_Task to complete:_
Report how many lines of the entries contain the word "marking". Give only the number.

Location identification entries
● ● ● ● ●

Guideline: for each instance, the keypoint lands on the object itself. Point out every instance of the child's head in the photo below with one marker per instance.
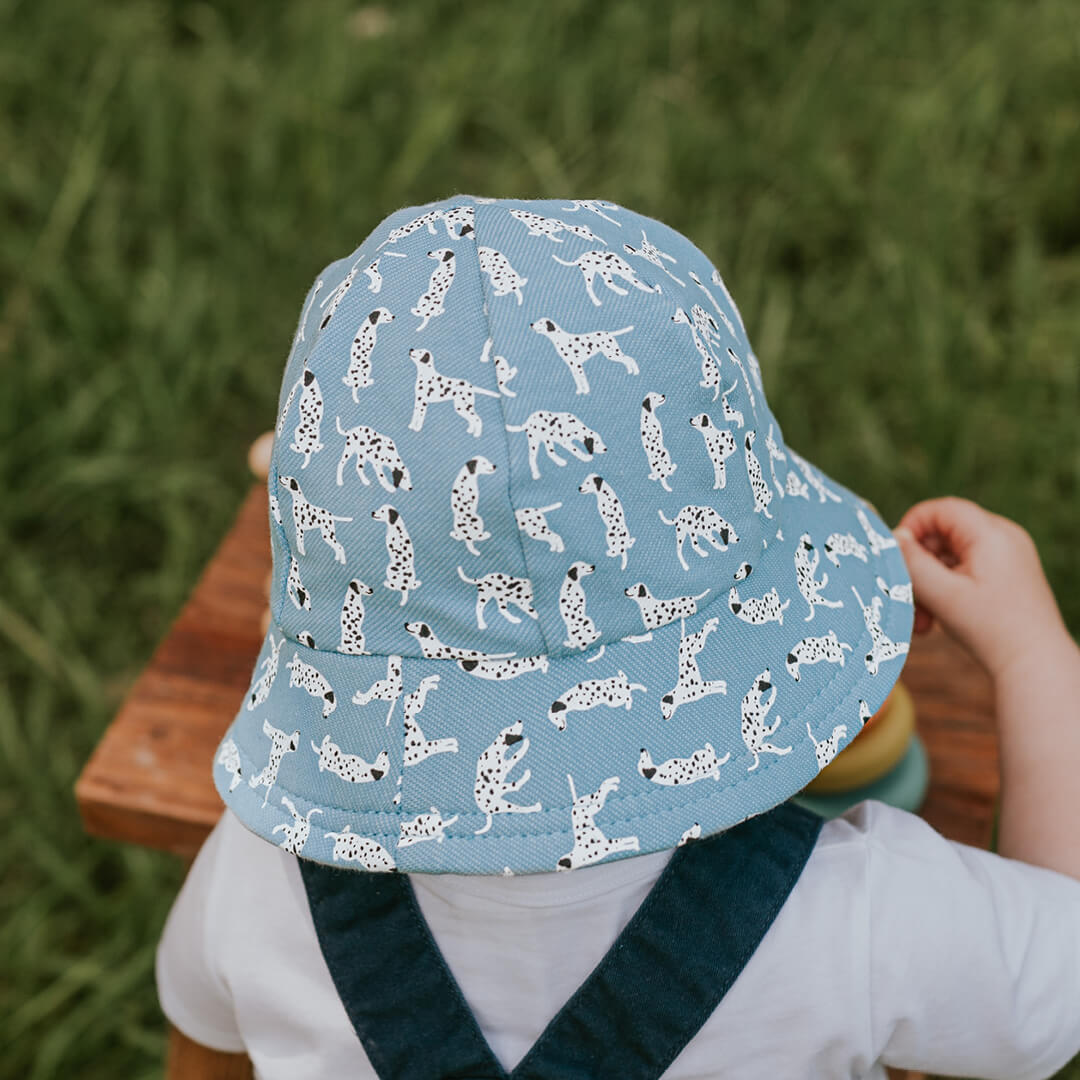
(549, 584)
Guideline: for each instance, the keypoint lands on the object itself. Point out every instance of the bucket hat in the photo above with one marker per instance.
(549, 585)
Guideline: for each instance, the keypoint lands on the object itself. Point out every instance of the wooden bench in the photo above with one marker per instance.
(149, 780)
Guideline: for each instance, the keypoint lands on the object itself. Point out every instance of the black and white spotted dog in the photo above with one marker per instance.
(652, 441)
(464, 500)
(370, 447)
(306, 439)
(296, 835)
(758, 610)
(532, 522)
(352, 848)
(683, 770)
(608, 266)
(493, 768)
(550, 227)
(350, 767)
(813, 650)
(877, 541)
(504, 590)
(431, 388)
(690, 686)
(699, 523)
(650, 252)
(309, 678)
(359, 374)
(617, 536)
(280, 745)
(401, 571)
(719, 445)
(657, 612)
(383, 689)
(615, 692)
(261, 689)
(352, 618)
(806, 567)
(580, 629)
(842, 543)
(430, 302)
(763, 494)
(590, 844)
(549, 429)
(417, 747)
(883, 647)
(755, 707)
(503, 373)
(307, 515)
(575, 349)
(424, 826)
(827, 748)
(505, 280)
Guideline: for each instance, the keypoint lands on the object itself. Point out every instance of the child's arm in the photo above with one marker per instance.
(980, 576)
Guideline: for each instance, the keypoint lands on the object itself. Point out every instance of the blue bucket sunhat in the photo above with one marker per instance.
(549, 585)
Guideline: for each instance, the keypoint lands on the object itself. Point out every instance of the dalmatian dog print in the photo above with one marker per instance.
(657, 612)
(352, 618)
(307, 516)
(532, 522)
(883, 648)
(548, 429)
(505, 281)
(607, 266)
(296, 835)
(806, 570)
(350, 767)
(424, 826)
(493, 770)
(417, 747)
(616, 691)
(401, 572)
(757, 610)
(842, 543)
(431, 387)
(683, 770)
(590, 844)
(652, 441)
(814, 650)
(359, 374)
(464, 498)
(575, 349)
(377, 450)
(350, 847)
(383, 689)
(755, 707)
(690, 686)
(700, 523)
(306, 677)
(504, 590)
(719, 446)
(618, 538)
(281, 743)
(827, 748)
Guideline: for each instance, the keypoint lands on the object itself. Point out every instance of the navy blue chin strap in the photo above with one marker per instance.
(650, 994)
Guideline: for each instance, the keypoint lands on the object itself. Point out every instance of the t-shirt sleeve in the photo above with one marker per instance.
(974, 958)
(191, 989)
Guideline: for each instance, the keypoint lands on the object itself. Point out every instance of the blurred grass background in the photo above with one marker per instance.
(889, 189)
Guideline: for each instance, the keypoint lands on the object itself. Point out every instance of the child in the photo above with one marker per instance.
(553, 637)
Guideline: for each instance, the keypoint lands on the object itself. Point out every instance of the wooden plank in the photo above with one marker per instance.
(149, 780)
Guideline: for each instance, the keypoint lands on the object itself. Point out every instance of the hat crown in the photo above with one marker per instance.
(507, 427)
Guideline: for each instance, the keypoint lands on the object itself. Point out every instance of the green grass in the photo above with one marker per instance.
(889, 189)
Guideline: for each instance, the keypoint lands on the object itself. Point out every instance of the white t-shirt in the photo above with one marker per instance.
(896, 946)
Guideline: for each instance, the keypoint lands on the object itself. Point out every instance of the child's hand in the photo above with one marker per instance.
(979, 574)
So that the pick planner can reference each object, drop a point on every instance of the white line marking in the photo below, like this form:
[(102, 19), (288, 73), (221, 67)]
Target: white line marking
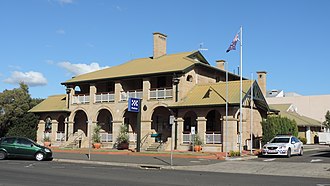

● ● ● ● ●

_Correct response:_
2